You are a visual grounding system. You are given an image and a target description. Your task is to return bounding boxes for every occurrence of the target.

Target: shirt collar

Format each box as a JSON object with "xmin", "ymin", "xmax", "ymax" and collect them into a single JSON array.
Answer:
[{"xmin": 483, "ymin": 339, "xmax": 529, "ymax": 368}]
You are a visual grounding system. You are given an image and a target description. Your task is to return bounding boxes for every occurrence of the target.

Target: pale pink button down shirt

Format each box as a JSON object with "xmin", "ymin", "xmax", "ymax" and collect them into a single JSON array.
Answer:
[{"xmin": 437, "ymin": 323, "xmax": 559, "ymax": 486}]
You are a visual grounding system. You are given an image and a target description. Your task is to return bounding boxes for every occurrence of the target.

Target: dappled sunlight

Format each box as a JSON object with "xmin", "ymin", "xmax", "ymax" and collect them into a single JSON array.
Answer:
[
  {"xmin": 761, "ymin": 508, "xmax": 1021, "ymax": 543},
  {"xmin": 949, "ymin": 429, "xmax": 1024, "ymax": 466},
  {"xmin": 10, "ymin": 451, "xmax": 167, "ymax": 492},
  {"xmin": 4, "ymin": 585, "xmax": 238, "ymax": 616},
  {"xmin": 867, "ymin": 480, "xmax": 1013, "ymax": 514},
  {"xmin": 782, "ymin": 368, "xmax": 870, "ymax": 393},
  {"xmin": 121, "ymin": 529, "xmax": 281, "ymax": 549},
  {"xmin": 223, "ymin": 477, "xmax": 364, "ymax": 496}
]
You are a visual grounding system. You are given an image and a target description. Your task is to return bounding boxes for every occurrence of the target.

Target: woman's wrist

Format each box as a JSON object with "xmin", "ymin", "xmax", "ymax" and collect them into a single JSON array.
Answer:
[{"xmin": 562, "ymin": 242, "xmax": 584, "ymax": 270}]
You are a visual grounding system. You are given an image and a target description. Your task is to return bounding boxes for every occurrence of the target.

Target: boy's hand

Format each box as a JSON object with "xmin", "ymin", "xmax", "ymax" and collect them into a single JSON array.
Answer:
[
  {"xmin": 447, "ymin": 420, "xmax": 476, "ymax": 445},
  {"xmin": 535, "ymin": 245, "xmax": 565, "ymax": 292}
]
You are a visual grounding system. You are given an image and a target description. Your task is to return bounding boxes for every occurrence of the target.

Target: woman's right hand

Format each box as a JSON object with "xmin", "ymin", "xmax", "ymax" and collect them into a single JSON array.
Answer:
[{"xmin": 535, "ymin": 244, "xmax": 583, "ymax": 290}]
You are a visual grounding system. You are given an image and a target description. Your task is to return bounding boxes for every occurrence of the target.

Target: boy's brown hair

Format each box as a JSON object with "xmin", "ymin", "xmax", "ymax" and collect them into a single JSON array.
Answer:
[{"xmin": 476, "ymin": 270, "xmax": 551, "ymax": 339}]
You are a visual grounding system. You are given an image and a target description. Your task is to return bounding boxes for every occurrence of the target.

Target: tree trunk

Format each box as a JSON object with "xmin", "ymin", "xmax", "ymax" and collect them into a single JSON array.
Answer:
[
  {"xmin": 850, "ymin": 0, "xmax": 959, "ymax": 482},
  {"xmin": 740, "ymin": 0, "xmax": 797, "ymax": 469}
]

*WHAT YOU HAVE TO DO*
Exactly reproduce the material above.

*EXPECTED ANSWER*
You are a visual grounding system. You are given an image and a target description. Your task is to return bounding boxes for every occurrence of the target.

Target: shirt collar

Format each box as a JSON object with "xmin", "ymin", "xmax", "ymax" and collect them into a single JSON array.
Answer:
[{"xmin": 483, "ymin": 339, "xmax": 529, "ymax": 368}]
You are a visual grounding system. You are given an image and a target description. Your task is to return bounding boxes for every occurrence of the target.

Target: pale pink button down shirt

Format each box as a JSON object with "xmin", "ymin", "xmax", "ymax" and collect them into a single JSON array.
Answer:
[{"xmin": 437, "ymin": 323, "xmax": 559, "ymax": 486}]
You are a visual grounding system. You are given an image and a target description. Your task is to return bounding boxes for every occurrence of the target.

Target: dappled sunlight

Format each box as a JSON object with "xmin", "ymin", "xmax", "ymax" and collect them into a single JSON array.
Answer:
[
  {"xmin": 761, "ymin": 508, "xmax": 1021, "ymax": 543},
  {"xmin": 949, "ymin": 429, "xmax": 1024, "ymax": 466},
  {"xmin": 10, "ymin": 451, "xmax": 167, "ymax": 492},
  {"xmin": 4, "ymin": 585, "xmax": 238, "ymax": 616},
  {"xmin": 867, "ymin": 480, "xmax": 1013, "ymax": 514},
  {"xmin": 782, "ymin": 368, "xmax": 870, "ymax": 393},
  {"xmin": 121, "ymin": 529, "xmax": 281, "ymax": 549},
  {"xmin": 223, "ymin": 477, "xmax": 364, "ymax": 496}
]
You are a visual grounding system. You are given an image and a target description. Your task is to return bounding boxes for every occurrence of the target.

Target: woman's wrist

Format each box as a JSON object with "xmin", "ymin", "xmax", "ymax" and collect them into a single JSON array.
Answer:
[{"xmin": 562, "ymin": 242, "xmax": 584, "ymax": 270}]
You are a visual grounding system. You are given an image and a target description. Your task is to return bounding boxes for every occurrence of the target.

Target: boy's hand

Format each box as a JSON object with "xmin", "ymin", "xmax", "ymax" and collect them into a single JSON array.
Answer:
[
  {"xmin": 447, "ymin": 420, "xmax": 476, "ymax": 445},
  {"xmin": 535, "ymin": 245, "xmax": 565, "ymax": 292}
]
You are a visual grounding system. You are given an image and a target description. Your task is to return bounding boxes for every occurrence of the target.

Target: woman's right hand

Format each box as a JSON object with "xmin", "ymin", "xmax", "ymax" and collect them into a single JSON array.
Answer:
[{"xmin": 535, "ymin": 244, "xmax": 583, "ymax": 290}]
You are a visual grounding system. You are given an image and a target description. Your task is to return bounding boxes for every occurrence of the target.

Target: boy's brown hair

Format each box as a JSON object with "xmin", "ymin", "xmax", "ymax" and collect them into a single JSON array.
Answer:
[{"xmin": 476, "ymin": 270, "xmax": 551, "ymax": 339}]
You are a visual grounding system. You are given an image and a target description. Your task is to return bounding boxes for every occurrence of the target.

Target: tree trunk

Format each box as a JSON object with "xmin", "ymin", "xmax", "ymax" and collect them into a single JSON array.
Answer:
[
  {"xmin": 850, "ymin": 0, "xmax": 959, "ymax": 482},
  {"xmin": 740, "ymin": 0, "xmax": 797, "ymax": 469}
]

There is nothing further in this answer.